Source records
>>>

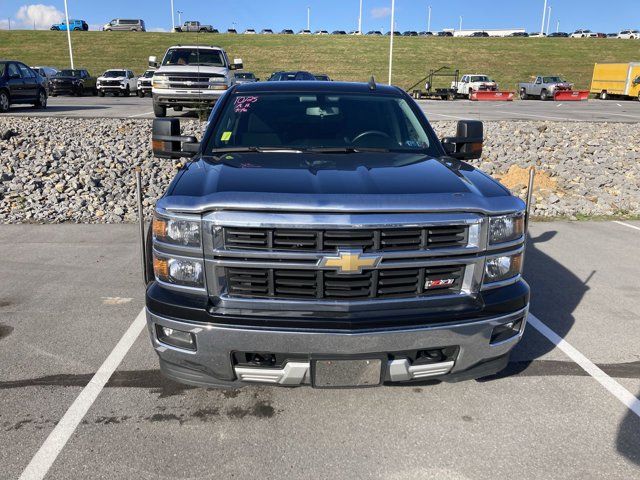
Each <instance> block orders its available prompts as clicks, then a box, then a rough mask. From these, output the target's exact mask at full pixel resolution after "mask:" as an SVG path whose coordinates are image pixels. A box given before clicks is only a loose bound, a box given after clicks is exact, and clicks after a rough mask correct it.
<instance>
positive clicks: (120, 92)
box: [96, 69, 138, 97]
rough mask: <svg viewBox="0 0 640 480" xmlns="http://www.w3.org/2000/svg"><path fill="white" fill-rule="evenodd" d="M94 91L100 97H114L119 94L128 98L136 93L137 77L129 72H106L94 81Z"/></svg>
mask: <svg viewBox="0 0 640 480" xmlns="http://www.w3.org/2000/svg"><path fill="white" fill-rule="evenodd" d="M96 89H97V90H98V95H99V96H101V97H104V96H105V94H106V93H111V94H112V95H113V96H114V97H117V96H119V95H120V94H122V95H123V96H125V97H128V96H129V95H130V94H131V93H132V92H136V93H137V90H138V77H136V76H135V74H134V73H133V72H132V71H131V70H125V69H112V70H107V71H106V72H104V73H103V74H102V75H101V76H100V77H98V79H97V80H96Z"/></svg>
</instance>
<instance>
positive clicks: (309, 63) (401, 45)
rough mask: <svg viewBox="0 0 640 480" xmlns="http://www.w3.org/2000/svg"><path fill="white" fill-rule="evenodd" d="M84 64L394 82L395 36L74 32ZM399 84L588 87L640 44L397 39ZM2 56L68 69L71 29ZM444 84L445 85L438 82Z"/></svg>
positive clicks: (504, 86)
mask: <svg viewBox="0 0 640 480" xmlns="http://www.w3.org/2000/svg"><path fill="white" fill-rule="evenodd" d="M72 41H73V45H74V59H75V64H76V66H77V67H84V68H87V69H89V71H90V72H91V73H92V74H100V73H102V72H103V71H104V70H106V69H108V68H118V67H123V68H130V69H133V70H134V71H135V72H138V73H140V72H142V71H144V70H145V69H146V65H147V58H148V57H149V55H156V56H158V57H162V55H163V54H164V52H165V50H166V49H167V47H169V46H171V45H175V44H194V43H196V42H198V43H200V44H202V45H219V46H221V47H224V48H225V49H226V50H227V52H228V53H229V56H230V57H232V58H233V57H241V58H242V59H243V60H244V64H245V69H246V70H247V71H252V72H254V73H255V74H256V75H257V76H259V77H260V78H263V79H265V78H266V77H267V76H268V75H269V74H270V73H271V72H273V71H275V70H279V69H296V70H297V69H300V70H309V71H311V72H314V73H327V74H329V75H330V76H331V77H332V78H335V79H338V80H356V81H366V80H368V79H369V77H370V76H371V75H374V76H375V77H376V79H377V80H378V81H379V82H386V80H387V75H388V70H387V68H388V58H389V39H388V37H366V36H365V37H352V36H298V35H216V34H189V33H175V34H169V33H135V32H72ZM394 43H395V47H394V73H393V83H394V84H396V85H399V86H401V87H404V88H408V87H409V86H411V85H412V84H413V83H415V82H417V81H418V80H420V79H421V78H423V77H424V76H426V74H427V72H428V70H429V69H432V68H439V67H441V66H443V65H447V66H449V67H453V68H459V69H460V71H461V73H486V74H488V75H490V76H492V77H493V78H494V79H495V80H497V81H498V82H499V83H500V85H501V87H502V88H503V89H505V90H506V89H509V90H512V89H514V88H515V84H516V83H517V82H519V81H525V80H527V79H528V78H529V77H530V76H532V75H536V74H561V75H563V76H565V77H566V79H567V80H569V81H572V82H574V83H575V84H576V88H580V89H582V88H588V87H589V83H590V81H591V73H592V71H593V64H594V63H596V62H629V61H640V43H639V42H638V41H633V40H617V39H598V38H591V39H571V38H541V39H534V38H422V37H418V38H416V37H408V38H403V37H399V38H398V37H397V38H396V39H395V42H394ZM0 58H10V59H16V60H20V61H23V62H25V63H27V64H29V65H51V66H55V67H68V66H69V57H68V49H67V36H66V34H65V33H64V32H50V31H0ZM436 86H441V85H436Z"/></svg>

<<<

Every entry above, pictures excluded, needs to be duplicated exactly.

Each <instance> block orders its available prompts as clicks, then a box, then a rough mask. From these, output the target's exact mask at full pixel resolution after "mask:" as an SVG path whose coordinates are image pixels. A box given before clicks is only a loose bound, a box given after clicks is exact, and clicks after a rough mask correct it.
<instance>
positive clicks: (120, 92)
box: [96, 69, 138, 97]
rough mask: <svg viewBox="0 0 640 480" xmlns="http://www.w3.org/2000/svg"><path fill="white" fill-rule="evenodd" d="M94 91L100 97H114L119 94L128 98L136 93L137 77L129 72H106L94 81Z"/></svg>
mask: <svg viewBox="0 0 640 480" xmlns="http://www.w3.org/2000/svg"><path fill="white" fill-rule="evenodd" d="M96 89H97V90H98V95H99V96H101V97H104V96H105V94H106V93H111V94H112V95H113V96H114V97H117V96H119V95H120V94H122V95H123V96H125V97H128V96H129V95H130V94H131V93H132V92H136V93H137V90H138V77H136V76H135V74H134V73H133V72H132V71H131V70H125V69H112V70H107V71H106V72H104V73H103V74H102V75H101V76H100V77H98V79H97V80H96Z"/></svg>
</instance>
<instance>
positive clicks: (309, 63) (401, 45)
rough mask: <svg viewBox="0 0 640 480" xmlns="http://www.w3.org/2000/svg"><path fill="white" fill-rule="evenodd" d="M84 64L394 82L395 36L74 32ZM399 84L588 87L640 44L397 39ZM2 56L68 69L71 29ZM444 84L445 85L438 82Z"/></svg>
positive clicks: (504, 86)
mask: <svg viewBox="0 0 640 480" xmlns="http://www.w3.org/2000/svg"><path fill="white" fill-rule="evenodd" d="M72 41H73V45H74V59H75V64H76V66H77V67H84V68H87V69H89V71H90V72H91V73H92V74H100V73H102V72H103V71H104V70H106V69H108V68H118V67H123V68H130V69H133V70H134V71H135V72H138V73H140V72H142V71H144V70H145V69H146V65H147V58H148V57H149V55H156V56H158V57H162V55H163V54H164V52H165V50H166V49H167V47H169V46H171V45H175V44H194V43H196V42H198V43H200V44H202V45H219V46H221V47H224V48H225V49H226V50H227V52H228V53H229V56H230V57H232V58H233V57H241V58H242V59H243V60H244V64H245V69H246V70H247V71H252V72H254V73H255V74H256V75H257V76H259V77H260V78H263V79H265V78H266V77H267V76H268V75H269V74H270V73H271V72H273V71H275V70H279V69H296V70H297V69H300V70H309V71H311V72H314V73H327V74H329V75H330V76H331V77H332V78H335V79H338V80H356V81H366V80H368V79H369V77H370V76H371V75H374V76H375V77H376V79H377V80H378V81H379V82H386V80H387V75H388V70H387V68H388V58H389V39H388V37H366V36H365V37H352V36H298V35H216V34H189V33H175V34H169V33H135V32H72ZM394 43H395V47H394V73H393V83H394V84H396V85H399V86H401V87H404V88H408V87H409V86H411V85H412V84H413V83H415V82H417V81H418V80H420V79H421V78H423V77H424V76H426V74H427V72H428V70H429V69H432V68H439V67H441V66H443V65H447V66H449V67H453V68H459V69H460V71H461V73H486V74H488V75H490V76H492V77H493V78H494V79H495V80H497V81H498V82H499V83H500V85H501V87H502V88H503V89H505V90H506V89H509V90H512V89H514V88H515V84H516V83H517V82H519V81H525V80H527V79H528V78H529V77H530V76H532V75H536V74H561V75H563V76H565V77H566V79H567V80H569V81H572V82H574V83H575V84H576V88H580V89H582V88H588V87H589V83H590V81H591V73H592V71H593V64H594V63H596V62H629V61H640V43H639V42H638V41H633V40H617V39H598V38H591V39H571V38H541V39H534V38H422V37H418V38H416V37H408V38H403V37H399V38H398V37H397V38H396V39H395V42H394ZM0 58H10V59H16V60H20V61H23V62H25V63H27V64H29V65H51V66H55V67H68V66H69V57H68V49H67V36H66V34H65V33H64V32H50V31H0ZM436 86H441V85H436Z"/></svg>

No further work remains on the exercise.